Un label pour sauver la littérature

Compte tenu de la puissance qu’ont conquise les grands éditeurs sur le marché du livre et sur la société « de la culture » depuis plus de cent ans, étant parvenus à établir sans conteste leurs prix sous la protection du législateur, ayant asséché la part de l’auteur à l’indigence et à l’exceptionnalité du droit avec si peu de scrupules qu’ils en sont à boycotter des réunions où on les prie juste de le payer deux fois l’an au lieu d’une, entretenant l’état pitoyable des libraires résignés à acheter un stock pour en tirer des remises minables à 35%, on ne peut espérer qu’une loi, avec nos députés incompétents et nos sénateurs désintéressés d’art, puisse modifier en quoi que ce soit la façon détestable d’un système de privilégiés qu’on continue d’estimer un modèle par la raison que nos compatriotes achètent encore bon marché des objets à peu près stercoraires en un choix important de déclinaisons scatonomiques. Autrement dit, on n’obligera pas les éditeurs par la loi à payer décemment ni les auteurs ni les libraires, et à sortir du cercle turpide et insensé, motivé exclusivement de profit, où ils entretiennent une littérature racoleuse et sans postérité. Non, on n’y parviendra pas ; ils disposent de trop de services juridiques et d’influence pour interdire toute évolution de leurs privilège et monopole.
=-=-=
◆ **But de l'exercice**
Répondez à ces questions d'après le texte sur le label pour sauver la littérature :
(a) Depuis combien de temps les grands éditeurs ont-ils conquis leur puissance ?
(b) À combien s'élèvent les remises que les libraires tirent de leur stock ?
(c) De quoi les éditeurs disposent-ils en trop grande quantité pour interdire toute évolution de leurs privilège et monopole ?

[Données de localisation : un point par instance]
=-=-=
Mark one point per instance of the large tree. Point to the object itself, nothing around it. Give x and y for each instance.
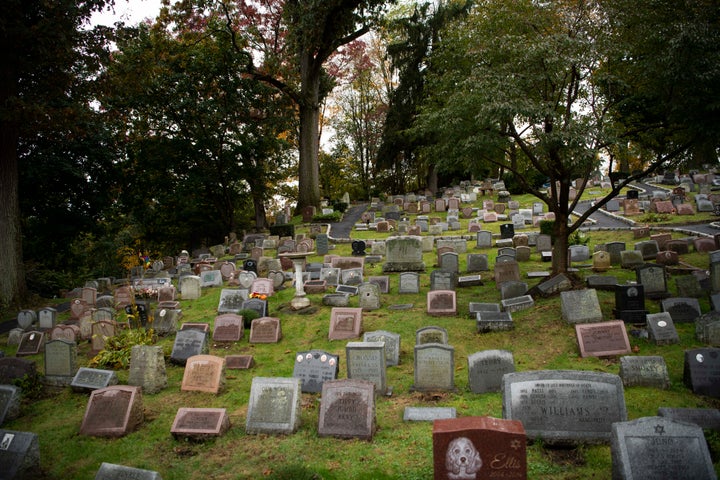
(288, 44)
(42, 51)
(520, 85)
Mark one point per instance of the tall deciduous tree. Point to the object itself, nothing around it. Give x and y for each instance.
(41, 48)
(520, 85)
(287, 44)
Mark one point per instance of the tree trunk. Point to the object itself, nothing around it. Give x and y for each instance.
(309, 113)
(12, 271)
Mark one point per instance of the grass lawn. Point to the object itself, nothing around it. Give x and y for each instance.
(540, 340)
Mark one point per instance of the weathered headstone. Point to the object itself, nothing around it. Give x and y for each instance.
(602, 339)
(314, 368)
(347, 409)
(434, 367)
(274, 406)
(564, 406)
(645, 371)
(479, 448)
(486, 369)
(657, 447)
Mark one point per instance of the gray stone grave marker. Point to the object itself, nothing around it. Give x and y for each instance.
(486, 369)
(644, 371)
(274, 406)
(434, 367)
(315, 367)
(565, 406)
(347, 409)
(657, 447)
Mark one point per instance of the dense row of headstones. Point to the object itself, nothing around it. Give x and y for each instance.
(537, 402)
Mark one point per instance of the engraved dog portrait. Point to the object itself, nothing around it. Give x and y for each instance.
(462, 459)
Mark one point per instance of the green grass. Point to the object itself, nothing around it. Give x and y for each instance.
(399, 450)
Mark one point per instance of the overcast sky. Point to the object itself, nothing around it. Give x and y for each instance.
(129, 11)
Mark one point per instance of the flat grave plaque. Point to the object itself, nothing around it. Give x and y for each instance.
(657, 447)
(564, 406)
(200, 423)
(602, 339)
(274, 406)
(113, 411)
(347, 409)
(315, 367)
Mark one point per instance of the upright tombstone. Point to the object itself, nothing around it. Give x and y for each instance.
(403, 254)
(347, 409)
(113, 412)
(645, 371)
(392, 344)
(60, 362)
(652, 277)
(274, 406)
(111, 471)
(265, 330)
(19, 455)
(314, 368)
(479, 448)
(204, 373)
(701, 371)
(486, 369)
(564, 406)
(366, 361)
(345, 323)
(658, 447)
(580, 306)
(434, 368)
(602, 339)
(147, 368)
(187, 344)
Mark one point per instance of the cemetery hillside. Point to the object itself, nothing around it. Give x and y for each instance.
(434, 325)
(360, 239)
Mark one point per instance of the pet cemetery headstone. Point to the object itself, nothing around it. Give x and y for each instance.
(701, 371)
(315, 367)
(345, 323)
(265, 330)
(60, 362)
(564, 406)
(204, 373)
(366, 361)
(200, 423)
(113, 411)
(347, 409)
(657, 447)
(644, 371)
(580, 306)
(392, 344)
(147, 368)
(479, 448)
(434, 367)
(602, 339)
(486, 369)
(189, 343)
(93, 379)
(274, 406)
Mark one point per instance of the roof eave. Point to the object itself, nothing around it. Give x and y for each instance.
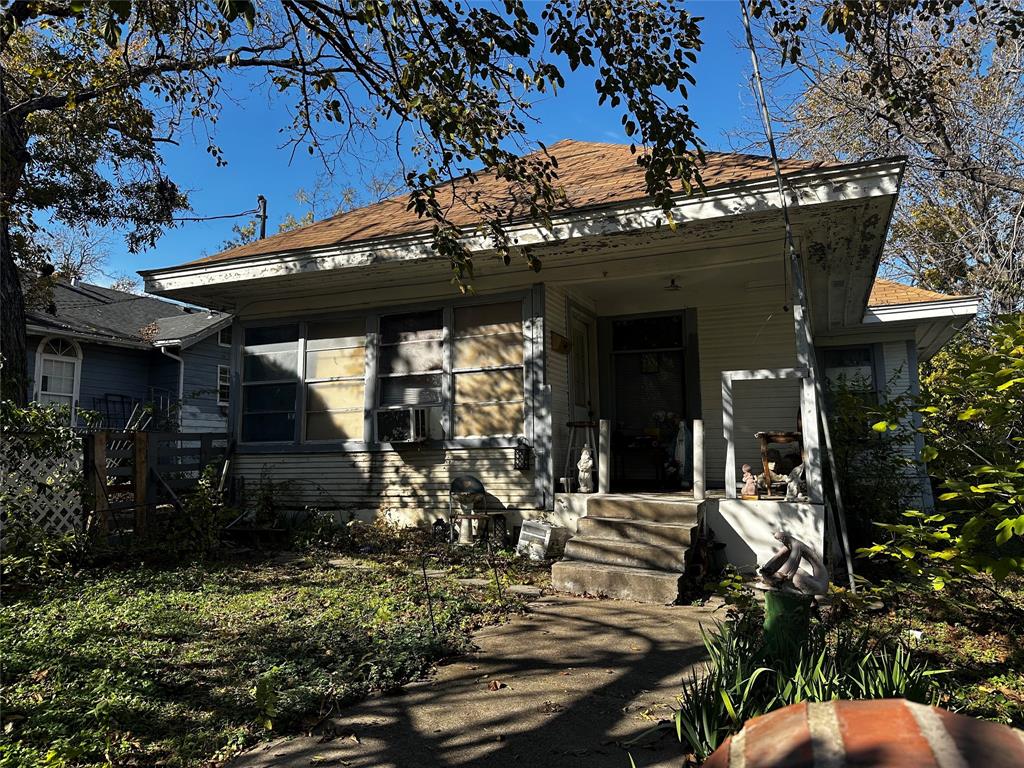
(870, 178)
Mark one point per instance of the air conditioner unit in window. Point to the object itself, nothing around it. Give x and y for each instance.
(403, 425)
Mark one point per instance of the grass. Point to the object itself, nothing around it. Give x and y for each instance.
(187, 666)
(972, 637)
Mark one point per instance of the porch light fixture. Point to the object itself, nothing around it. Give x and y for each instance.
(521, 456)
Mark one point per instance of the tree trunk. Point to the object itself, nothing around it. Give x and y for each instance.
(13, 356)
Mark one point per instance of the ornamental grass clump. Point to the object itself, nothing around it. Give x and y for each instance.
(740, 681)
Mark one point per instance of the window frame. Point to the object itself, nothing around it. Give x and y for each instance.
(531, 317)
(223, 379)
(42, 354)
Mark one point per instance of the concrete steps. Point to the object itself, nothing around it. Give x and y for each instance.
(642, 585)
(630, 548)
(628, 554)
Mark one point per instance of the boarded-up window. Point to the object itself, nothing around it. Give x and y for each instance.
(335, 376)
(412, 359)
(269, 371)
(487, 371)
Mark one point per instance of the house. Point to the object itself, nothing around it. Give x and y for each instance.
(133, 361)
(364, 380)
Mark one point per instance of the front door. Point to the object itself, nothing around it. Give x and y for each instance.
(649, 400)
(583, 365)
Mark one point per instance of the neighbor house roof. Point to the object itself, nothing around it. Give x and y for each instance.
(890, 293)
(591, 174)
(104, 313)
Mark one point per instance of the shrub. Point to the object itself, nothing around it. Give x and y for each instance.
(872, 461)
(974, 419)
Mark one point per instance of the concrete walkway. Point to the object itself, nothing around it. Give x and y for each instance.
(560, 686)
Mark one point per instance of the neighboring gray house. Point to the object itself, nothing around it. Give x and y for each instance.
=-=-=
◆ **Réponse attendue**
(a) Depuis plus de cent ans.
(b) À 35 %.
(c) De services juridiques et d'influence.